→ Materials provided
◇ ◇ ◇ ◇

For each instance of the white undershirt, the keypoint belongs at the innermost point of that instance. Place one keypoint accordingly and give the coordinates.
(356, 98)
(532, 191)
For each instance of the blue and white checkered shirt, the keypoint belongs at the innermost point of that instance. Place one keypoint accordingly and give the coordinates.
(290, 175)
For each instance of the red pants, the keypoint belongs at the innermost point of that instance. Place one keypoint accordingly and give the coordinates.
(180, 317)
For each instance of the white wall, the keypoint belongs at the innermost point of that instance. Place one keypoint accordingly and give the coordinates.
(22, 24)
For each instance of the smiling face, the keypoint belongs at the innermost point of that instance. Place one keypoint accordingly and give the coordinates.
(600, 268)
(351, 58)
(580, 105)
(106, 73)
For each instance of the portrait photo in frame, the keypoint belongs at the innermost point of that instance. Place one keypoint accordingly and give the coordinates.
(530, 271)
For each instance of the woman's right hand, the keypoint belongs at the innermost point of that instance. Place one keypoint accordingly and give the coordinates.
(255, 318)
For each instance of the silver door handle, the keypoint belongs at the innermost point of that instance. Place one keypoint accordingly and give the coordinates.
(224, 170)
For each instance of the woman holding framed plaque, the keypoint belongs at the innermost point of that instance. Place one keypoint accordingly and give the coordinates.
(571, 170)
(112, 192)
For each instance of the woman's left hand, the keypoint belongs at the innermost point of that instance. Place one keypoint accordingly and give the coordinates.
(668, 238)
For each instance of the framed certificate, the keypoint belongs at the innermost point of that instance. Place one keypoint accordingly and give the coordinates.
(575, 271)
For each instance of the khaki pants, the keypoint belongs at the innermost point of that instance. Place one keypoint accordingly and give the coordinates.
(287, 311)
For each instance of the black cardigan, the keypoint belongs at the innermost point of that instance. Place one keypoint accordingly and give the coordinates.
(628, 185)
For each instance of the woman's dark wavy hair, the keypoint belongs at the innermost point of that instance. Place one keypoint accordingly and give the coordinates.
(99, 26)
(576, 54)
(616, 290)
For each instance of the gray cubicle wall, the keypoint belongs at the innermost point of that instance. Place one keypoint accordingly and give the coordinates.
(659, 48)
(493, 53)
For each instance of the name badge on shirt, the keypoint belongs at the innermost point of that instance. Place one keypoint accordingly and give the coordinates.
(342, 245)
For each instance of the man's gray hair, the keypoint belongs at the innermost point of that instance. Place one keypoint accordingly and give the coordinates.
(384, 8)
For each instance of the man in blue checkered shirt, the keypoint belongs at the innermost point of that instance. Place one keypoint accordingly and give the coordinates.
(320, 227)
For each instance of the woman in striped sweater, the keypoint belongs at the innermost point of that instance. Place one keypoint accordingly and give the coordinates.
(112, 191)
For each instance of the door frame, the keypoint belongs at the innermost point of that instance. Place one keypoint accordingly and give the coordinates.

◇ ◇ ◇ ◇

→ Description of the task
Everything from the line containing "For each instance of the name" through the last line of the records must be given again exactly; leave out all other lines.

→ Task response
For each instance of the name badge on shirt, the keypoint belongs at the innermost point of that instance. Place one keypoint accordingly and give the coordinates.
(342, 245)
For each instance of the man's gray hair, the keypoint belongs at the innermost point of that instance. Place one keypoint accordingly and give the coordinates.
(384, 8)
For each instance of the man in blue checkered shirt, the keypoint belongs at the innermost point of that instance. Place one keypoint accordingly and give the coordinates.
(320, 227)
For each instance of the woman in striped sweater, the keypoint belongs at the innermost point of that instance. Place one keypoint accordingly and give the coordinates.
(112, 191)
For each instance of the door frame, the keypoint belongs at the innermost point of that instance. Place one keypoint accordingly and give the coordinates.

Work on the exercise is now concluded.